WORK ITEM: Before copying the entries, remove the pictures; everything else stays exactly as it is.

***** STORED DATA

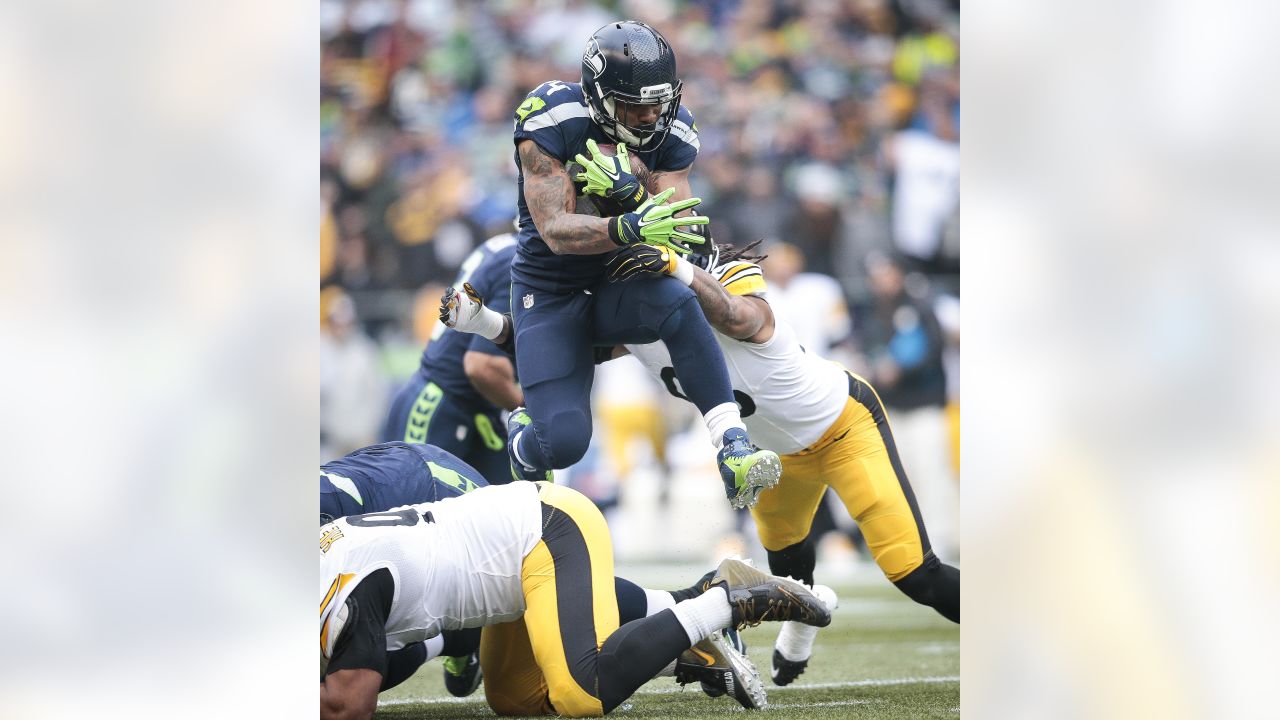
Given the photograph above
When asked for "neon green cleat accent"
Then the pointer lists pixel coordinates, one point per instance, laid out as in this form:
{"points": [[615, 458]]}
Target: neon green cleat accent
{"points": [[516, 423]]}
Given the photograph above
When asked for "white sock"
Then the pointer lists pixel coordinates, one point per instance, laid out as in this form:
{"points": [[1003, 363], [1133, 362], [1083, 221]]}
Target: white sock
{"points": [[658, 601], [475, 318], [795, 639], [704, 614], [721, 419], [434, 646]]}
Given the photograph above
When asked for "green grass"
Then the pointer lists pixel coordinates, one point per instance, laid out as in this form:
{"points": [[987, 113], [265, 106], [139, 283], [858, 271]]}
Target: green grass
{"points": [[882, 656]]}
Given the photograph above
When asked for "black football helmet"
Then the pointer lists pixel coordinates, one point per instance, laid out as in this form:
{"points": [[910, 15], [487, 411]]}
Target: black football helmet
{"points": [[629, 62]]}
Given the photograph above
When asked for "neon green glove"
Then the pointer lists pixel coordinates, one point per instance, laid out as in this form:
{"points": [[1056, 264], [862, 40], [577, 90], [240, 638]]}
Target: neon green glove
{"points": [[611, 177], [653, 223]]}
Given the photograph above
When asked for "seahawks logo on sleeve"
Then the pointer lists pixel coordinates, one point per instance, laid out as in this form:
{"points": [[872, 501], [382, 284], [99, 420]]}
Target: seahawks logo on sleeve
{"points": [[740, 278]]}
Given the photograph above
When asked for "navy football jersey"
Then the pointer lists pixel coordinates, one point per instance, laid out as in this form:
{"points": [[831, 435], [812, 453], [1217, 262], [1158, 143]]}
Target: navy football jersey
{"points": [[554, 115], [488, 269], [385, 475]]}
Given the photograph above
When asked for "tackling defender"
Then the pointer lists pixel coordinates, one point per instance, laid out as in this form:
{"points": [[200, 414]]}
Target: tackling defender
{"points": [[516, 559], [828, 424], [394, 474], [561, 302]]}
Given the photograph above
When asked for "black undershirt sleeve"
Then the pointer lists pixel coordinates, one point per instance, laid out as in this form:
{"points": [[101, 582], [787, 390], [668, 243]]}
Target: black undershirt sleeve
{"points": [[362, 643]]}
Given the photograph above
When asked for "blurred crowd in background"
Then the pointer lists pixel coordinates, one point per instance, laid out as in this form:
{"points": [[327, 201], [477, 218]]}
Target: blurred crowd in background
{"points": [[828, 127]]}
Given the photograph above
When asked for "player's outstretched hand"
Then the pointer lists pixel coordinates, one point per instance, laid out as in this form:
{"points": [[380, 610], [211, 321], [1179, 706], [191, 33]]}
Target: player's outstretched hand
{"points": [[611, 177], [653, 223], [460, 310], [641, 259]]}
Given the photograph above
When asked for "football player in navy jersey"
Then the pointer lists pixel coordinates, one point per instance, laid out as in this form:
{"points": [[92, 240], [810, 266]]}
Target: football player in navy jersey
{"points": [[561, 301], [378, 478], [375, 479], [456, 397]]}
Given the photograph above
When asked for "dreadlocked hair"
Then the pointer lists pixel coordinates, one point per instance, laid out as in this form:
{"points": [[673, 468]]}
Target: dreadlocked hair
{"points": [[730, 253]]}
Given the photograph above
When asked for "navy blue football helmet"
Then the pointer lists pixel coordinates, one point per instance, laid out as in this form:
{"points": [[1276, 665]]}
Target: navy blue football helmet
{"points": [[630, 63]]}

**********

SOLUTION:
Given the photograph above
When asked for "neon green cleat accent"
Then the pointer lists pixel coordinates, one point per instance, laid out as in this form:
{"points": [[615, 458]]}
Target: neon green cleat accent
{"points": [[516, 423]]}
Given the photograph above
When asked for "white sock"
Then the pointer lists pixel coordinates, one point per instance, laid out as in this form:
{"points": [[1003, 363], [1133, 362], [1083, 221]]}
Target: white sock
{"points": [[658, 601], [475, 318], [795, 639], [704, 614], [721, 419], [434, 646]]}
Given the photograph above
When asked for "green grass"
Then the pointer lists pixel coordinates, one point per instance, laid out as in this form:
{"points": [[987, 113], [265, 106], [139, 283], [858, 271]]}
Target: green grass
{"points": [[882, 656]]}
Given the photograph above
When asked for "black football helmet"
Then the pointer lists pixel coordinates, one point per instance, laid out as in this form:
{"points": [[910, 15], [487, 411]]}
Target: black football helmet
{"points": [[629, 62]]}
Given the photograph above
When asked for "neon green glove"
Then the pointer lists pixel coordinates, one point per instance, laid out as in this form:
{"points": [[1056, 264], [862, 40], [577, 90], [240, 638]]}
Target: neon green glove
{"points": [[611, 177], [653, 223]]}
Given the photograph above
When asked for "seahawks logo on sleeve"
Then the pointer lists pixel coordinates, one point per instance, laid out as in this form:
{"points": [[872, 501], [382, 284], [99, 420]]}
Target: seahawks logo on sleeve
{"points": [[740, 278]]}
Given the photograph above
When asked for "navy football jersey"
Then the pointer lists pixel coordinates, one point per instance, laid out as in this form:
{"points": [[831, 435], [812, 453], [1217, 262], [1158, 143]]}
Target: navy football jersey
{"points": [[554, 115], [488, 269], [385, 475]]}
Given the photograph above
When asked for "tackling defender"
Then the pointer lists pixel coordinates, one point per instance, laid out as in this form:
{"points": [[200, 414]]}
Target: tackling defender
{"points": [[516, 559], [828, 424], [394, 474], [561, 302]]}
Given the photograph above
When asked for "black undershirt sleeve"
Then the pointer lists pixel coordinates, one point per instance, laid out as in this form:
{"points": [[101, 582], [787, 390], [668, 243]]}
Target: black undershirt sleeve
{"points": [[362, 643]]}
Given the photograph above
When asked for "blurred crowd in background"
Then the pointer lists pixel coordinates, one point per instance, laid out as in this form:
{"points": [[327, 201], [477, 218]]}
Target: blurred crowd in background
{"points": [[828, 127]]}
Given the photograph above
When asked for "player's outstretched hand"
Then the pointer lists pixel coordinates, one point per instance, laid out as in this form:
{"points": [[380, 610], [211, 321], [1179, 706], [191, 33]]}
Target: player's outstretched hand
{"points": [[611, 177], [653, 223], [460, 310], [641, 259]]}
Given the photograph above
When asked for "football player in navy jersey"
Then the pointer lists pixel coordinates, one point per instance, laid out as in this form:
{"points": [[92, 240], [810, 266]]}
Target: football player in navy jersey
{"points": [[561, 301], [378, 478], [375, 479], [456, 397]]}
Given the photograph above
When asked for "dreadlocked hair"
Then the pointer lists pixel coordinates, one point per instance, laid out as in this form:
{"points": [[673, 468]]}
Target: dreadlocked hair
{"points": [[730, 253]]}
Given the photograph above
When asked for "navy blue football helmet"
Then the pointer lists pixel coordinates, one point per instance, laid out as in this form:
{"points": [[1276, 665]]}
Target: navy blue football helmet
{"points": [[630, 63]]}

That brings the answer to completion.